____ MATERIAL FOR THIS EXERCISE
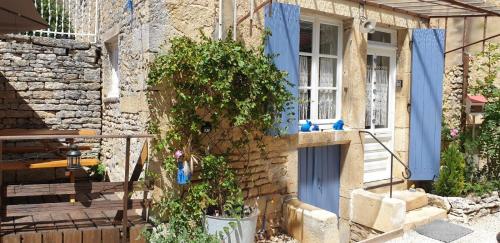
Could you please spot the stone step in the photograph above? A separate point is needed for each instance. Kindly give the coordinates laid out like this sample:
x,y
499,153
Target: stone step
x,y
413,199
423,216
________
→ **WHAT YOU NEED TO DO**
Reproduce every line of the data above without any change, leaving the pictures out.

→ **EXERCISE RESULT**
Could you please spot the stone step in the photograph above? A separate point is needed for each instance. Kindly give the coordinates laid out like this sample:
x,y
499,153
Target: stone step
x,y
413,199
423,216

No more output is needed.